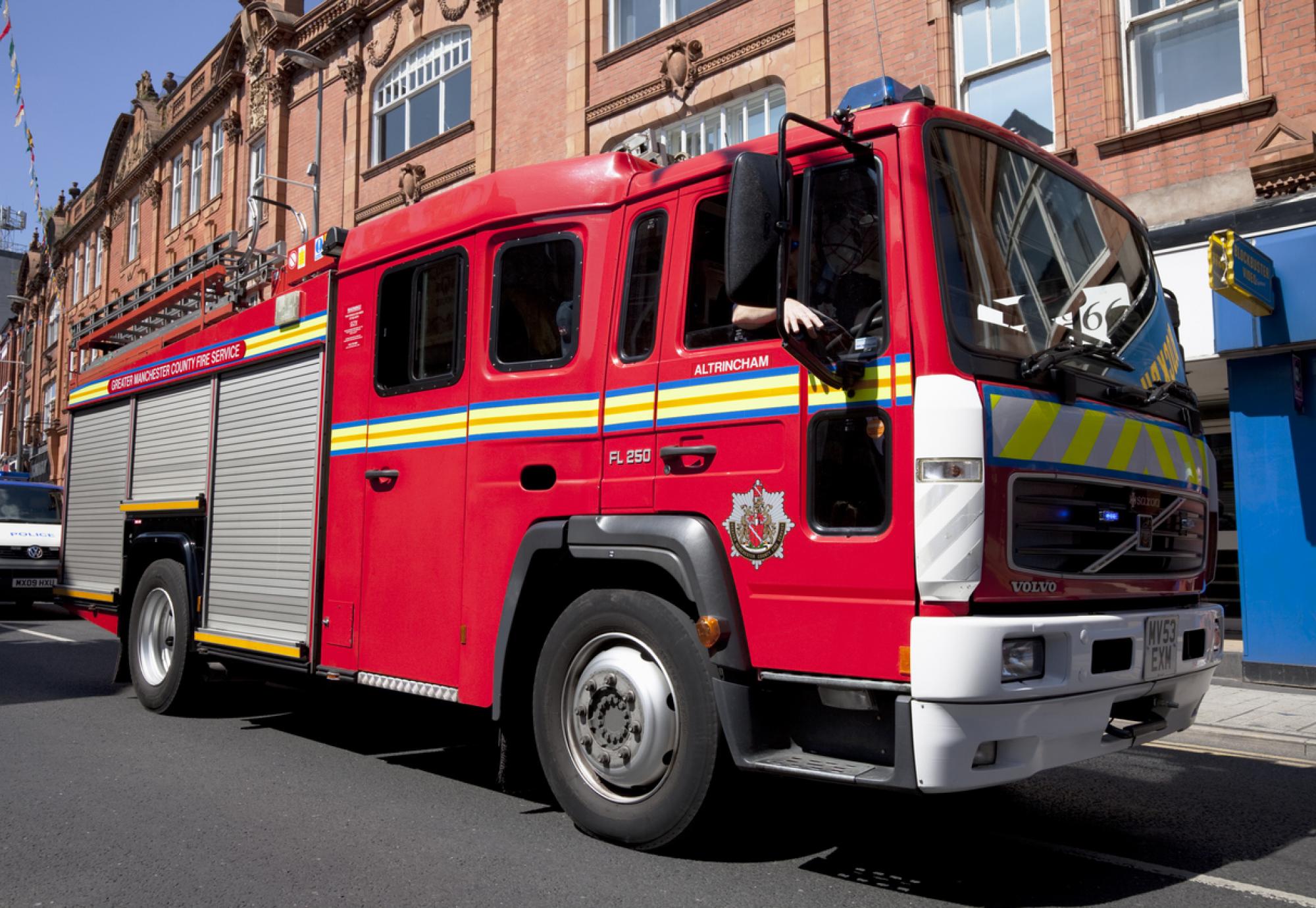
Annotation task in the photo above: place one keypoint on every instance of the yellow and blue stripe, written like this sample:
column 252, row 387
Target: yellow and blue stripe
column 874, row 388
column 311, row 330
column 727, row 398
column 630, row 409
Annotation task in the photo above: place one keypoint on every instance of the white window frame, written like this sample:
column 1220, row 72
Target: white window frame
column 1128, row 22
column 216, row 159
column 256, row 180
column 417, row 72
column 135, row 228
column 195, row 184
column 964, row 78
column 53, row 323
column 176, row 210
column 667, row 16
column 742, row 106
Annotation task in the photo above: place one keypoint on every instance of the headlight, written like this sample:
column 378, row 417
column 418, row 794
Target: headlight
column 947, row 470
column 1023, row 659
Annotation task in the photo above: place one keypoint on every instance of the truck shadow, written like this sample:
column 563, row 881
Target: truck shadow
column 1017, row 845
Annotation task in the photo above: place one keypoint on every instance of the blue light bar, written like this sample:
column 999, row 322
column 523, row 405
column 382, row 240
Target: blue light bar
column 876, row 93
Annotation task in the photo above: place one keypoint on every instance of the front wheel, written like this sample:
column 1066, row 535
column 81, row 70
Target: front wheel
column 624, row 718
column 159, row 636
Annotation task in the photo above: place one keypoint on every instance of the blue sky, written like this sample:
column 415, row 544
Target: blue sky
column 81, row 61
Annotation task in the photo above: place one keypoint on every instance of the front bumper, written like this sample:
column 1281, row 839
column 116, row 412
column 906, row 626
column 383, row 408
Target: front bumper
column 960, row 703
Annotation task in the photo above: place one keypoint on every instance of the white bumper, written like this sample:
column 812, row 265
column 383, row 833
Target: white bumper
column 960, row 702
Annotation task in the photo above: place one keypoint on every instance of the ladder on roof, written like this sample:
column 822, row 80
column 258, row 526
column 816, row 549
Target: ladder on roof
column 213, row 277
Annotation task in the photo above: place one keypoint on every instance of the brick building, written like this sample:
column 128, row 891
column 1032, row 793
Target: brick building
column 1198, row 114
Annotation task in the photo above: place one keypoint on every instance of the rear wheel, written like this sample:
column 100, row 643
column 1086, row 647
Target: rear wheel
column 624, row 718
column 160, row 632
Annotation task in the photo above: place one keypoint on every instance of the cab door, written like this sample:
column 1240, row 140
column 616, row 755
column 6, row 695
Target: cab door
column 810, row 488
column 630, row 451
column 414, row 472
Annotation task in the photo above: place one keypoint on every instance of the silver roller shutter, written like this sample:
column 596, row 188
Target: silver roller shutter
column 94, row 526
column 264, row 502
column 172, row 444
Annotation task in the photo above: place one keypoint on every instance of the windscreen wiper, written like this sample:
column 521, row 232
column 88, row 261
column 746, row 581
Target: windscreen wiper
column 1072, row 349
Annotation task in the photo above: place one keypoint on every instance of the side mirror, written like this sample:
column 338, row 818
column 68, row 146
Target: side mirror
column 753, row 240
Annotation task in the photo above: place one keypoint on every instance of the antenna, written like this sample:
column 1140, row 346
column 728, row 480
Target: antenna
column 882, row 64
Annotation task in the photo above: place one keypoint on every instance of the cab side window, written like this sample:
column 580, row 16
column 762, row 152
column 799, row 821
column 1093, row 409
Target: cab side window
column 536, row 303
column 422, row 324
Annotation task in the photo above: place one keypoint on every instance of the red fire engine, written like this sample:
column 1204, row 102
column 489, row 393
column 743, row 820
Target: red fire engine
column 860, row 452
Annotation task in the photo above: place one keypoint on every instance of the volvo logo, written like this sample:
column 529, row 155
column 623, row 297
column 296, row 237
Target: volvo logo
column 1136, row 501
column 1034, row 586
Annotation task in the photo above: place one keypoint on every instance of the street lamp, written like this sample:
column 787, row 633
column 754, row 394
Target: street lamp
column 314, row 63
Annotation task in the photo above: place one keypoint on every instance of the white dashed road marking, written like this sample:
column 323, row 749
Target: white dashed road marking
column 38, row 634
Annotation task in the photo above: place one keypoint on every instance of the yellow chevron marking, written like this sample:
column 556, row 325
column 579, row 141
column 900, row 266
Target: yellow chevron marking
column 1085, row 438
column 1163, row 452
column 1032, row 431
column 1125, row 447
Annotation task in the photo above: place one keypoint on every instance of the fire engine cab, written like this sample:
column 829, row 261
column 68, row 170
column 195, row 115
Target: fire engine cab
column 860, row 452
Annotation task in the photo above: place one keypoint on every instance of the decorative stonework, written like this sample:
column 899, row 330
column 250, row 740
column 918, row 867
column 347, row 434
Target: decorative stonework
column 410, row 181
column 706, row 68
column 680, row 69
column 373, row 53
column 427, row 186
column 232, row 124
column 1285, row 160
column 353, row 73
column 453, row 14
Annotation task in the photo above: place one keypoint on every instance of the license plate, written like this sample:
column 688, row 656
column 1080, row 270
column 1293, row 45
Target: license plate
column 1163, row 645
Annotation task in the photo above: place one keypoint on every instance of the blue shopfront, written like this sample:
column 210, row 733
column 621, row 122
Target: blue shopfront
column 1272, row 361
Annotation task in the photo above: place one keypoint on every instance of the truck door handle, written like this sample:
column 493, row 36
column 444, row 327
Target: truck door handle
column 688, row 451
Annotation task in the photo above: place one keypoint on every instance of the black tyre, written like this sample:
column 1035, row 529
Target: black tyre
column 160, row 634
column 624, row 718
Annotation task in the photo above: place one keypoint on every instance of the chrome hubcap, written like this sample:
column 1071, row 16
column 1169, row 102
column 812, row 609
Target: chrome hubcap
column 619, row 717
column 156, row 642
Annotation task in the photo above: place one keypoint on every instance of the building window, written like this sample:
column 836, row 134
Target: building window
column 1005, row 65
column 1182, row 57
column 176, row 211
column 426, row 94
column 53, row 323
column 635, row 19
column 198, row 159
column 256, row 180
column 216, row 157
column 135, row 227
column 742, row 120
column 48, row 406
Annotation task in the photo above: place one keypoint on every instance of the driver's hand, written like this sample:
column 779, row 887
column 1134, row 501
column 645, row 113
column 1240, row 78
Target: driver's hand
column 799, row 318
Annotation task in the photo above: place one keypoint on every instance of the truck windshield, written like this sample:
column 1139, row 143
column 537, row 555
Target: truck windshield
column 30, row 505
column 1028, row 257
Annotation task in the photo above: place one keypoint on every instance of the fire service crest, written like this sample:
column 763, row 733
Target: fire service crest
column 759, row 524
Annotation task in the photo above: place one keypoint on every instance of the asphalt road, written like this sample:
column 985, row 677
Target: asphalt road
column 343, row 797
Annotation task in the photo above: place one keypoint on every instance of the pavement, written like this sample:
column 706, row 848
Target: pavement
column 331, row 794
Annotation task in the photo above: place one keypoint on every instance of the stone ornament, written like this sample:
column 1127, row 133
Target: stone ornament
column 410, row 182
column 680, row 70
column 453, row 14
column 373, row 52
column 353, row 73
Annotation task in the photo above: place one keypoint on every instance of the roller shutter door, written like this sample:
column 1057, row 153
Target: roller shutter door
column 172, row 444
column 264, row 502
column 94, row 526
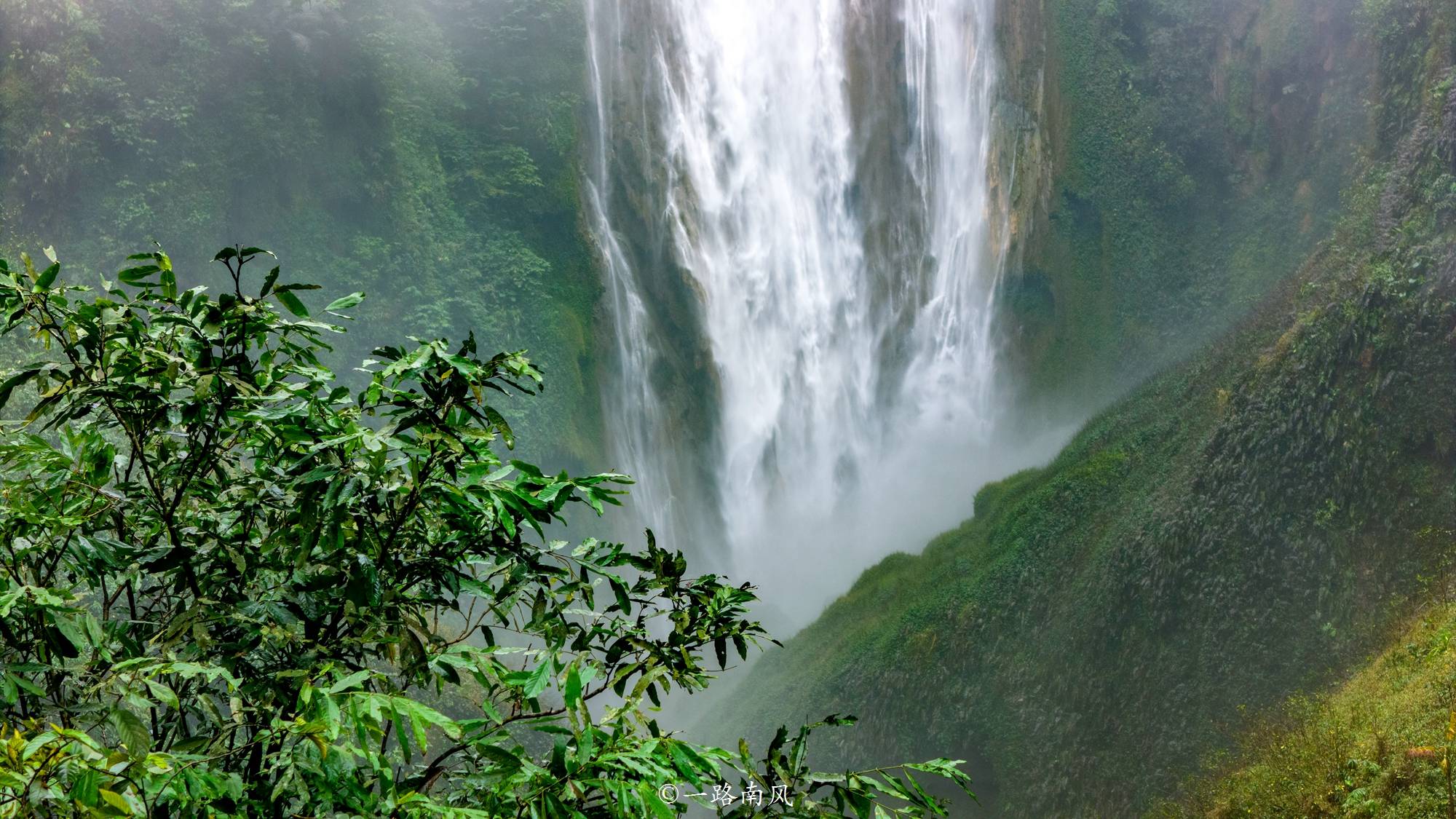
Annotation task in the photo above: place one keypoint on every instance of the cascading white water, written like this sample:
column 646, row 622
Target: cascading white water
column 802, row 248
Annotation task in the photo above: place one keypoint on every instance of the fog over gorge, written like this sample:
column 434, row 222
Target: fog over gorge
column 836, row 242
column 809, row 408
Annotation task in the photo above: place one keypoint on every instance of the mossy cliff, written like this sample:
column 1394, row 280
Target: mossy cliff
column 1174, row 161
column 1247, row 525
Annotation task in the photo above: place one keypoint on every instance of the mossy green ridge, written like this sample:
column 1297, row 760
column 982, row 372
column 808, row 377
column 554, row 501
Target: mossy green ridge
column 1195, row 157
column 1372, row 746
column 420, row 151
column 1243, row 526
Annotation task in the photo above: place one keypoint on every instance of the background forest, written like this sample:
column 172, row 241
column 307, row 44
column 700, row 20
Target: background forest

What this task involves: Look through the data above and return exactly the lines from the one that contains "Target: front wheel" to the one that contains "cab door, written", inclusive, with nothing else.

Answer area:
Target: front wheel
column 624, row 718
column 159, row 636
Annotation task in the photo above: place one keypoint on every instance of the blue sky, written like this sample:
column 415, row 544
Target: blue sky
column 81, row 61
Annotation task in the photo above: place one keypoint on every instance of the front bumper, written like this sample:
column 1281, row 839
column 116, row 412
column 906, row 626
column 383, row 408
Target: front bumper
column 960, row 703
Annotation task in the photo above: place one keypoint on every instance of the white bumper, written like this sample:
column 812, row 265
column 383, row 833
Target: white bumper
column 960, row 702
Annotation task in the photo above: place one keypoint on every instance of the ladder on roof, written like this sample:
column 822, row 80
column 258, row 526
column 816, row 549
Target: ladder on roof
column 213, row 277
Annotation task in the photo above: place one keypoint on every instance of the brick building, written like this sample:
column 128, row 891
column 1032, row 793
Target: brick building
column 1198, row 114
Annotation task in the photo above: place one keypoint on every instance of the rear wheel, written like this sample:
column 100, row 643
column 1086, row 647
Target: rear wheel
column 624, row 718
column 160, row 632
Annotation task in the photo above: place one keypoint on every instance of the cab door, written like this sample:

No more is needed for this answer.